Favorito ao Oscar e ao mesmo tempo surpresa da temporada, O Artista é encantador. O filme que estreia hoje, no entanto, exige paciência do espectador: trata-se de um longa em preto e branco, sem diálogos e com música onipresente - um objeto estranho em meio à produção do século 21.
A produção é francesa, mas O Artista foi rodado nos estúdios de Los Angeles, e as cartelas nas quais se leem os diálogos são escritas em inglês.A história é a do romance entre um astro decadente dos filmes mudos (Jean Dujardin, o ator do ano, disparado) e uma estrela em ascensão a partir do advento do cinema falado (Bérénice Bejo, igualmente ótima). Metáfora banal, porém,que veio a calhar para a Academia de Hollywood em tempos de 3D,IMAX e triunfo da era digital: ou você se adapta às novas tecnologias ou perde o trem da história. A sacada do diretor Michel Hazanavicius, 44 anos e apenas um outro longa lançado no Brasil (Agente 117, de 2006), foi falar sobre o futuro recorrendo a um formato que remete ao passado mais remoto da indústria.
Para "entrar" em O Artista é preciso fazer uma limpeza no HD interno, esquecer efeitos especiais e quaisquer registros contemporâneos e se permitir um encantamento mais primitivo, quase instintivo. O trabalho de Hazanavicius não aspira profundidade: seu charme está nas associações claras com clássicos de Hollywood (leia ao lado), nos personagens facilmente decifráveis (mas muito sedutores) e em inserções apelativas como as do cãozinho Uggie (o melhor amigo do protagonista).

☆ ☆ ☆ ☆

> Tarefa 1: Cite da crítica sobre O Artista o trecho entre "Favorito ao Oscar" e "do século 21.", inclusive.
> Tarefa 2: Dê continuidade à crítica sobre O Artista a partir da última frase apresentada.
As linhas não têm nenhum papel nesta atividade.

☆ ☆ ☆ ☆

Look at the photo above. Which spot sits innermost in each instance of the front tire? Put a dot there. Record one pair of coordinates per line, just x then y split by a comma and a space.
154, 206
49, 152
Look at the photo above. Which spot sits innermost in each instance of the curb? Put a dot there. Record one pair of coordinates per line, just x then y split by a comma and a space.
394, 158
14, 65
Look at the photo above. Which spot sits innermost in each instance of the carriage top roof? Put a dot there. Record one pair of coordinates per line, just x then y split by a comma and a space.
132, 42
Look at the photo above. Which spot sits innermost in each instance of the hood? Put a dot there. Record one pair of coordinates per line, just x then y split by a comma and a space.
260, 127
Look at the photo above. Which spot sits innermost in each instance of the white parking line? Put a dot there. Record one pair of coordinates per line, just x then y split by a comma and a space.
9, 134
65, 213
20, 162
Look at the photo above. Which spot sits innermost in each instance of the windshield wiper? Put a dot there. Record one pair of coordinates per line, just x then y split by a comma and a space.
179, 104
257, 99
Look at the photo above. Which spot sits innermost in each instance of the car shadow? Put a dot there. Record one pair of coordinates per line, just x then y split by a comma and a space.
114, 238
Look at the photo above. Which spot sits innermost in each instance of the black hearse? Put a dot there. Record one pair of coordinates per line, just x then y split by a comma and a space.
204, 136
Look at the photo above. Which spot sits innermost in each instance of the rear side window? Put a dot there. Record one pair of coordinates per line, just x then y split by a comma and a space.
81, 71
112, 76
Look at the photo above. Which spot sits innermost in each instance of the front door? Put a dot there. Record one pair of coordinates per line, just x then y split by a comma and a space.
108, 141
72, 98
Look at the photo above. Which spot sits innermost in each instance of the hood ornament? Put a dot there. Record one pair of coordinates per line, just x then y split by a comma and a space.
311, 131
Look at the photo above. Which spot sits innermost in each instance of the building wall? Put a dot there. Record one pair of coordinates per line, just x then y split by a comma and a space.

☆ ☆ ☆ ☆

> Resposta escrita 1:
Favorito ao Oscar e ao mesmo tempo surpresa da temporada, O Artista é encantador. O filme que estreia hoje, no entanto, exige paciência do espectador: trata-se de um longa em preto e branco, sem diálogos e com música onipresente - um objeto estranho em meio à produção do século 21.

> Resposta escrita 2:
O personagem de Dujardin se chama George Valentin. Além da referência a Rodolfo Valentino, grande nome da então incipiente indústria cinematográfica, foi inspirado em atores como Douglas Fairbanks - assim como Peppy Miller (Bérénice Bejo), a estrela dos novos tempos, teve sua composição moldada a partir da imagem, entre outras, de Mary Pickford. Não é preciso conhecê-los para se comover com seus encontros e desencontros: até pela falta de costume do público com o formato - o último longa sem diálogos a ganhar status semelhante foi A Última Loucura de Mel Brooks, de 1976 -, Hazanavicius fez um filme acessível, que diverte facilmente quem se permitir embarcar em sua proposta.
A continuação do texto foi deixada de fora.